**Text provided**
******

Posted: Wednesday, January 10, 2024 11:36:47 AM

Rank: Newbie
Groups: Member

Joined: 10/27/2023
Posts: 8

Hi,

You suggested that we use the approach below.

Quote:

var result = HtmlToPdf.ConvertHtml("<div style="background-color:#266a9e" class="general_titleHeader">Corporate Actions - Pending Name and ID Changes</div>", new PdfDocument());
var body = result.HtmlDocument.Body;
You do not need to use HtmlAgilityPack to get node HTML either. For example, you can use:
var bodyInnerText = body.InnerText;

To get the body element's innerText. You can loop through body's ChildElements to get all table row/cells and their text.
You can also get any element's page index by:
var pageIndex = e.Location.Page.Index;

We used this approach and created the below method to make the pages back to HTML, but we found that HtmlElements does not have information on any attributes. e.g., style. How can retrieve the attributes from the HtmlElement or HtmlNode under the HtmlToPdfResult.HtmlDocument.Body.

******

**To be done**
Write out the forum post on HTML-to-PDF conversion word for word, from "You suggested that" to "and their text.".

**Provided information**
******

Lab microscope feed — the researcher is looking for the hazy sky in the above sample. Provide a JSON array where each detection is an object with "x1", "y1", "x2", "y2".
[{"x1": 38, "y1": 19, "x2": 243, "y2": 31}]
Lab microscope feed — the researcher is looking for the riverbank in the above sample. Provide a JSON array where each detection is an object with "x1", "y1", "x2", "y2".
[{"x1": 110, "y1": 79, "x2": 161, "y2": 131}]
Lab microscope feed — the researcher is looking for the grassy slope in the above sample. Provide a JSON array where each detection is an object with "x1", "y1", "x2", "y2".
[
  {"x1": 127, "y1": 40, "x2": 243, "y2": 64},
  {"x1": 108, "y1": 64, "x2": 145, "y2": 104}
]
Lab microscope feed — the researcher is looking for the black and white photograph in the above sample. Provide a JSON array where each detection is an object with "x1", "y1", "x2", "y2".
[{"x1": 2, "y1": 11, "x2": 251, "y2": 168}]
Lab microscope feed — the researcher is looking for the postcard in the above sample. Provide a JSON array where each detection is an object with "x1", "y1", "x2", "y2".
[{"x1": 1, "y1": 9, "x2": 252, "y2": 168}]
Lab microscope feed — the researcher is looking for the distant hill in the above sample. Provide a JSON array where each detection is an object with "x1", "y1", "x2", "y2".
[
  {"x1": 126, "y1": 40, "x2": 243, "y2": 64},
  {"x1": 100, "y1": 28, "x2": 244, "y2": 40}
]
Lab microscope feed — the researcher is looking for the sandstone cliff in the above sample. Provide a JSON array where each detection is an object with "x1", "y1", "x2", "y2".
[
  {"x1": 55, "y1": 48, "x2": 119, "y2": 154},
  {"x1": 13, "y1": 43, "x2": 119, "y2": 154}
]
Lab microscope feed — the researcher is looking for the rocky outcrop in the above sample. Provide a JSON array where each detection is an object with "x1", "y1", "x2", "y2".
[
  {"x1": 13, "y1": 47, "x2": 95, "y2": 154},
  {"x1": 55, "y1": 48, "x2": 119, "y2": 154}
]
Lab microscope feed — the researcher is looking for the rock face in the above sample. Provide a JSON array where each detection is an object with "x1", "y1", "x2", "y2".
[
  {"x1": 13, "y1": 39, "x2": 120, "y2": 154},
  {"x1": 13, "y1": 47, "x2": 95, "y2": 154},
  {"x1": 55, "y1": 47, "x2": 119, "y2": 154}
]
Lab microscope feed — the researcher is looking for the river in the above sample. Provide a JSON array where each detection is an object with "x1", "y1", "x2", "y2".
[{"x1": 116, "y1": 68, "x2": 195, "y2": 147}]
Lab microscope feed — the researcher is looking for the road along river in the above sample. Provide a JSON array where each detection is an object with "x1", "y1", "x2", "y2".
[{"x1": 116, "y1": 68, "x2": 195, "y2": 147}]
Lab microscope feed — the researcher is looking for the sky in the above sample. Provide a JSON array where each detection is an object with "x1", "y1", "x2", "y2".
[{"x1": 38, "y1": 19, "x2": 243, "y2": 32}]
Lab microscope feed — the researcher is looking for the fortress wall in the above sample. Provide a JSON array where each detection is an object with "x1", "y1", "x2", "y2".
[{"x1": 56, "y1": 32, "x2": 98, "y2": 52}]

******

**Exercise answer**
You suggested that we use the approach below.

Quote:

var result = HtmlToPdf.ConvertHtml("<div style="background-color:#266a9e" class="general_titleHeader">Corporate Actions - Pending Name and ID Changes</div>", new PdfDocument());
var body = result.HtmlDocument.Body;
You do not need to use HtmlAgilityPack to get node HTML either. For example, you can use:
var bodyInnerText = body.InnerText;

To get the body element's innerText. You can loop through body's ChildElements to get all table row/cells and their text.